This is an awesome thread. Can't wait to see the stuff after it comes back from powder coating. I'll be tuning in for sure!


----------



## UFG8RMIKE

Ohh hey, some life lol. I don't really care for the darker green on this machine. Maybe because it's dull and dirty but it seems the newer John Deere's are more of a lime green which I like better.. IDK but red did cross my mind. I'll stick with green yellow primarily because I already ordered a new yellow seat but the color options really are endless.

https://www.prismaticpowders.com/gallery

I found a shop who will sandblast and powder coat everything, and color match/paint the hood for 1250, which I feel is reasonable. I was initially interested in getting a cheap oven off Craigslist and a powder coat setup and doing it myself however at that rate it will be much easier to have them do it. Especially considering the seat plate, deck plate, and hood would need done by them anyway due to their size. I should end up right around 3k total all in including the cost of the mower. Breaking the reels down for powder coating is a bit intimidating. With everything in pieces, I'm praying I can get it all back together again.

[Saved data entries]
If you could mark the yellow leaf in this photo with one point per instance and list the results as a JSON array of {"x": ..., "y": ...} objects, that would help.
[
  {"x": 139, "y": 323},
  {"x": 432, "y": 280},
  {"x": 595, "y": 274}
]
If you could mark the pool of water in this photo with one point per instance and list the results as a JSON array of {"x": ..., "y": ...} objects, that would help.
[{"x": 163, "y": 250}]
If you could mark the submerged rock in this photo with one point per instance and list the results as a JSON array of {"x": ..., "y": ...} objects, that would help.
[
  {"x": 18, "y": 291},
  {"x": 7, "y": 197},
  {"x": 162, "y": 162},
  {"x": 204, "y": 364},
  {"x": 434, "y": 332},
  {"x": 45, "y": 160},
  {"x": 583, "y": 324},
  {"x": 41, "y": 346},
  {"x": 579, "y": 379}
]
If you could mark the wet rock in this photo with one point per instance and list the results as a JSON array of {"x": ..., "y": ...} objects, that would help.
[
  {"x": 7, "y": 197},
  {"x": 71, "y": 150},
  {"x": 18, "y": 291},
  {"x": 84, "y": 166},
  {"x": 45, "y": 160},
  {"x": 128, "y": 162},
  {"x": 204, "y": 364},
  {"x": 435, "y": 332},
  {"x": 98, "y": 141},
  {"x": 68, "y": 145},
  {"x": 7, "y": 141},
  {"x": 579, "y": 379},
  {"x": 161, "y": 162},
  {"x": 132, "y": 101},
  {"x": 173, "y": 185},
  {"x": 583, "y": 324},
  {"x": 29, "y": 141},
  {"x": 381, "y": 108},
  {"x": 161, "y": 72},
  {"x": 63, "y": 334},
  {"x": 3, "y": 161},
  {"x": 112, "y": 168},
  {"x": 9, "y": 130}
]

Stated goal 1 ▸ How would you say this sentence from the mower restoration thread in Spanish: "Breaking the reels down for powder coating is a bit intimidating."
Stated goal 2 ▸ From the mower restoration thread, output word for word the passage that begins at the words "## UFG8RMIKE" and stops after "really are endless.".
Stated goal 3 ▸ In the mower restoration thread, what price did the shop give for sandblasting and powder coating everything and color matching and painting the hood?

Correct response 1 ▸ Desarmar los cilindros para el recubrimiento en polvo es un poco intimidante.

Correct response 2 ▸
## UFG8RMIKE

Ohh hey, some life lol. I don't really care for the darker green on this machine. Maybe because it's dull and dirty but it seems the newer John Deere's are more of a lime green which I like better.. IDK but red did cross my mind. I'll stick with green yellow primarily because I already ordered a new yellow seat but the color options really are endless.

Correct response 3 ▸ 1250